_Work instruction_
Your answer should repeat the entries in full, exactly as given, with no pictures.

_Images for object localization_
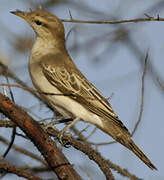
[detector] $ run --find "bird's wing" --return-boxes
[41,59,129,133]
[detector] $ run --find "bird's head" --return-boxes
[11,9,65,41]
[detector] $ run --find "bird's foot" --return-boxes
[58,129,70,147]
[58,117,80,147]
[43,121,58,131]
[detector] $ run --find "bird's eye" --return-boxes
[35,20,42,25]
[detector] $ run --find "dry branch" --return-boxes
[0,160,43,180]
[0,93,82,180]
[61,15,164,24]
[47,127,141,180]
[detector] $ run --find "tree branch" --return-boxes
[61,14,164,24]
[0,160,43,180]
[47,127,141,180]
[0,93,82,180]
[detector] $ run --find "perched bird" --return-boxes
[11,9,156,170]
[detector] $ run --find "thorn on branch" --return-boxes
[157,14,160,21]
[144,13,153,19]
[68,9,73,20]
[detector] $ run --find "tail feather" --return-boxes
[124,138,157,170]
[101,121,157,170]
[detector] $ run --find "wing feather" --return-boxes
[41,62,129,132]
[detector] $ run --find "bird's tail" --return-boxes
[100,121,157,170]
[122,136,157,170]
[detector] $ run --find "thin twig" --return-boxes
[0,83,95,99]
[2,75,17,158]
[0,83,72,96]
[131,52,148,136]
[157,77,164,91]
[0,120,15,128]
[0,62,40,100]
[0,136,47,166]
[0,159,43,180]
[61,15,164,24]
[84,127,97,140]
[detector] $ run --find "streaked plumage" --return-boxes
[11,9,157,170]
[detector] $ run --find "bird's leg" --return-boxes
[44,118,73,129]
[58,118,73,123]
[58,117,80,145]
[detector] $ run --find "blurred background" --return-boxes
[0,0,164,179]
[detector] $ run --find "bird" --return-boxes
[11,9,157,170]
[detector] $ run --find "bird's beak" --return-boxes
[10,10,30,22]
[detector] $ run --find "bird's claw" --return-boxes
[58,131,70,147]
[58,131,64,144]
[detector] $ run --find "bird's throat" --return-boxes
[31,37,57,58]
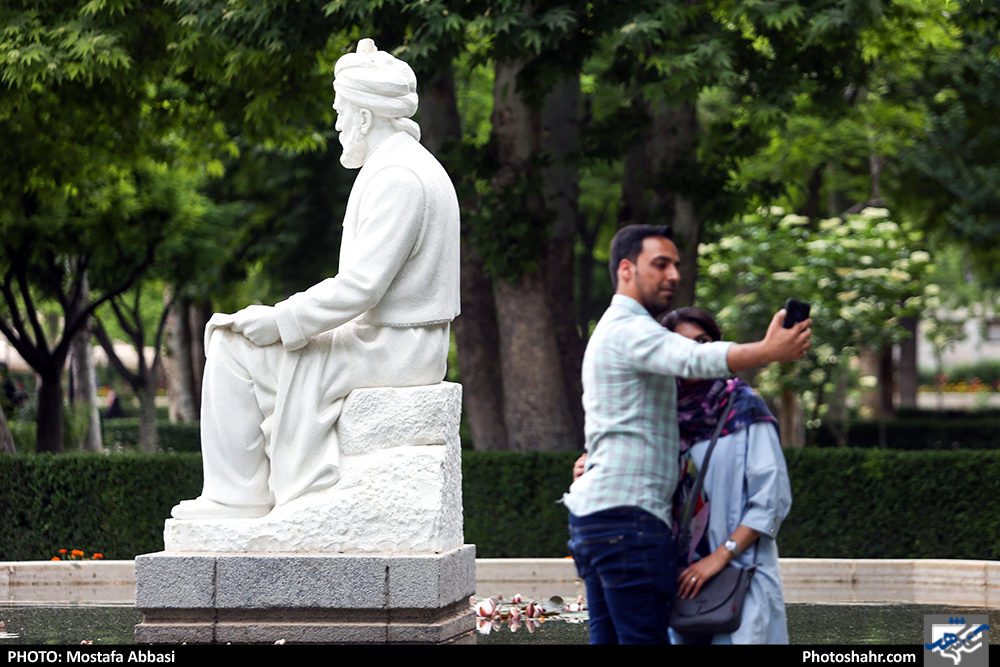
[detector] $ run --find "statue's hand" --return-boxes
[230,305,281,346]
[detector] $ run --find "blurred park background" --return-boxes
[2,0,1000,560]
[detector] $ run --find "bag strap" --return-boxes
[677,414,760,567]
[677,413,727,530]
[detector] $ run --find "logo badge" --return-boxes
[924,615,989,667]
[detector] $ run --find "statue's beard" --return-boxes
[339,116,368,169]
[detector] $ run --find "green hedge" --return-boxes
[2,449,998,561]
[465,449,1000,560]
[101,419,202,452]
[93,415,1000,453]
[814,417,1000,449]
[463,451,578,559]
[0,453,202,560]
[780,449,1000,559]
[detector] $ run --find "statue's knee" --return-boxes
[206,328,257,382]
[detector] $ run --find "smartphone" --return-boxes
[783,298,811,328]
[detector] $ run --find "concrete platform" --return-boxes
[779,558,1000,608]
[132,546,476,644]
[5,557,999,608]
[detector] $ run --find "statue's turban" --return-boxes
[334,39,418,120]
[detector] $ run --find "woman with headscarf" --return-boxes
[665,307,791,645]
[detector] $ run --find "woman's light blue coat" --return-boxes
[671,421,792,645]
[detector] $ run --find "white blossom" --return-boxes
[860,207,890,220]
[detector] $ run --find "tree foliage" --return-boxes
[697,207,933,441]
[6,0,999,454]
[897,0,1000,283]
[0,1,232,452]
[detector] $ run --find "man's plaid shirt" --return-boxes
[563,295,732,528]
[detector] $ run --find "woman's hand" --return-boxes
[677,526,762,599]
[676,550,728,599]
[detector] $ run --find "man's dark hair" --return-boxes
[661,307,723,342]
[608,224,674,290]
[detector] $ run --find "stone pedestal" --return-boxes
[135,382,475,644]
[134,547,475,644]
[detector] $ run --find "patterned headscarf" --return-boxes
[676,377,777,449]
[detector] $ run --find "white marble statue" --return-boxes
[171,38,460,520]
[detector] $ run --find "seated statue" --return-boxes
[172,39,460,520]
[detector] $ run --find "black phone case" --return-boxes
[783,298,811,328]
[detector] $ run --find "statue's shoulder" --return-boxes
[363,134,448,187]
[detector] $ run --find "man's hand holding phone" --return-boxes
[724,299,813,373]
[763,299,812,363]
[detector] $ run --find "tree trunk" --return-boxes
[778,388,804,448]
[453,246,509,450]
[650,100,701,308]
[878,344,896,419]
[139,376,159,453]
[63,267,101,451]
[190,300,210,406]
[898,316,918,408]
[130,322,161,454]
[620,95,703,308]
[36,371,65,453]
[421,63,509,450]
[0,404,15,454]
[859,347,880,419]
[69,326,102,451]
[92,296,164,452]
[799,167,825,220]
[621,92,651,228]
[495,273,579,451]
[164,290,199,423]
[68,275,102,452]
[541,75,585,442]
[824,365,852,447]
[491,59,578,452]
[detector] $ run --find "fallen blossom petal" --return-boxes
[476,598,497,618]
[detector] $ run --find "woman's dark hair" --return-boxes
[661,307,723,342]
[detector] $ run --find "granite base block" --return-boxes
[134,546,476,644]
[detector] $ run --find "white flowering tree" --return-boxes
[697,207,933,446]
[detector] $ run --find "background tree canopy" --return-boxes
[3,0,1000,453]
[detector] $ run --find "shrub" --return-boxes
[0,452,202,560]
[101,419,201,452]
[3,449,997,561]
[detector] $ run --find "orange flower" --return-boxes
[93,553,104,559]
[71,550,84,557]
[51,557,61,561]
[59,549,68,554]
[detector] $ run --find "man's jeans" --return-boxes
[568,507,678,644]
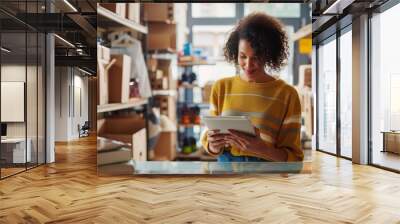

_Answer to the exercise_
[detector] $ run --find "bird's wing" --return-boxes
[41,59,129,133]
[detector] $ run --find "bird's head" --return-boxes
[11,9,65,41]
[detector] $ run --find "bird's foot" --return-boxes
[58,129,70,147]
[58,117,80,147]
[43,121,58,131]
[detector] $ run --find "bird's eye" --return-boxes
[35,20,42,25]
[detector] $ run --find "dry branch" --return-boxes
[0,160,43,180]
[0,93,82,180]
[61,15,164,24]
[47,127,141,180]
[detector] $ run --find "tree branch" --return-boxes
[61,14,164,24]
[0,160,43,180]
[47,127,141,180]
[0,93,82,180]
[detector] $ run --find "perched bird" --return-boxes
[11,9,156,170]
[detector] $ run --find "thorn on branch" --return-boxes
[157,14,160,21]
[144,13,153,19]
[68,9,73,20]
[detector] $ run --find "tail feather" --return-boxes
[124,138,157,170]
[101,121,157,170]
[detector] $ run --find "wing feather" --return-boxes
[41,62,129,132]
[detector] $ run --find "bird's tail" --return-boxes
[100,121,157,170]
[122,136,157,170]
[detector] $ run --find "thin twig" --return-boxes
[0,83,95,99]
[2,75,17,158]
[0,83,72,96]
[131,52,148,136]
[157,77,164,91]
[0,120,15,128]
[0,62,40,100]
[0,136,47,166]
[0,159,43,180]
[61,15,164,24]
[84,127,97,140]
[detector] $ run --find "streaked plumage" --return-boxes
[11,9,157,170]
[detector] $ run --find "bird's leg" --return-boxes
[44,118,73,129]
[58,118,73,123]
[58,117,80,145]
[detector] $ run --find "blurred background" --return-boxes
[0,0,164,179]
[detector] $ run --find "bird" --return-boxes
[11,9,157,170]
[detector] $ run --find "bird's beak" --return-boxes
[10,10,30,22]
[detector] $ run --find "bird's claw" --return-boxes
[58,131,70,147]
[58,131,64,144]
[detector] $ run --find "bird's throat" --return-boxes
[31,37,57,58]
[detector] $ run --find "statue's hand" --return-boxes
[230,305,281,346]
[detector] $ run --find "blurred park background" --return-boxes
[2,0,1000,560]
[detector] $ run --find "bag strap" --return-boxes
[677,414,760,567]
[677,413,727,530]
[detector] $ run --find "logo badge" --return-boxes
[924,615,989,667]
[detector] $ run --find "statue's beard" --return-boxes
[339,116,368,169]
[detector] $ run --find "green hedge" --return-boxes
[2,449,998,561]
[465,449,1000,560]
[101,419,202,452]
[93,415,1000,453]
[814,417,1000,449]
[463,451,578,559]
[0,453,202,560]
[780,449,1000,559]
[detector] $ run --find "statue's knee" --return-boxes
[206,328,257,382]
[detector] $ run --find "smartphone" --return-boxes
[783,298,811,328]
[detector] $ run --find "concrete platform" --return-boxes
[779,558,1000,608]
[132,546,476,644]
[5,557,999,608]
[detector] $ run --find "statue's turban" --return-boxes
[334,39,418,120]
[detector] $ run --find "woman with headscarf" --return-boxes
[665,307,791,645]
[detector] $ run --find "woman's light blue coat" --return-boxes
[671,421,792,645]
[detector] $ run --find "white blossom" --return-boxes
[860,207,890,220]
[detector] $ run --find "tree foliage" --return-boxes
[697,207,933,441]
[6,0,999,454]
[897,0,1000,283]
[0,1,232,452]
[detector] $ run --find "man's plaid shirt" --return-boxes
[563,295,732,528]
[detector] $ run --find "woman's hand" --return-boxes
[677,526,762,599]
[676,550,728,599]
[detector] $ run --find "man's dark hair" --return-boxes
[661,307,723,342]
[608,224,674,290]
[detector] $ run --find "stone pedestal" --return-boxes
[135,382,475,644]
[134,547,475,644]
[detector] $ run --find "patterned headscarf" --return-boxes
[676,377,777,449]
[detector] $ run --find "white marble statue" --return-boxes
[171,38,460,520]
[detector] $ run --find "seated statue" --return-boxes
[172,39,460,520]
[detector] $ run --find "black phone case" --return-boxes
[783,298,811,328]
[detector] $ run --find "statue's shoulder" --return-boxes
[363,134,448,187]
[detector] $ run --find "man's hand holding phone" --return-boxes
[724,299,813,373]
[763,299,812,363]
[detector] $ run --find "tree trunk" --return-boxes
[778,388,804,448]
[453,246,509,450]
[650,100,701,308]
[878,344,896,419]
[139,376,159,453]
[63,267,101,451]
[190,300,210,406]
[898,316,918,408]
[130,322,161,454]
[620,95,703,308]
[36,371,65,453]
[421,63,509,450]
[0,404,15,454]
[859,347,880,419]
[69,326,102,451]
[92,296,164,452]
[799,167,825,220]
[621,92,651,228]
[495,273,579,451]
[164,290,199,423]
[68,275,102,452]
[541,75,585,442]
[824,365,852,447]
[491,59,578,452]
[detector] $ run --find "fallen blossom petal" --return-boxes
[476,598,497,618]
[detector] $ run --find "woman's dark hair" --return-boxes
[661,307,723,342]
[detector] $ run --find "granite base block" --return-boxes
[134,546,476,644]
[detector] $ run --find "white flowering tree" --return-boxes
[697,207,933,446]
[detector] $ run --find "background tree canopy" --return-boxes
[3,0,1000,453]
[detector] $ run --find "shrub" --return-boxes
[0,452,202,560]
[101,419,201,452]
[3,449,997,561]
[detector] $ run --find "orange flower" --return-boxes
[93,553,104,559]
[71,550,84,557]
[51,557,61,561]
[59,549,68,554]
[detector] $ run --find "man's jeans" --return-boxes
[568,507,678,644]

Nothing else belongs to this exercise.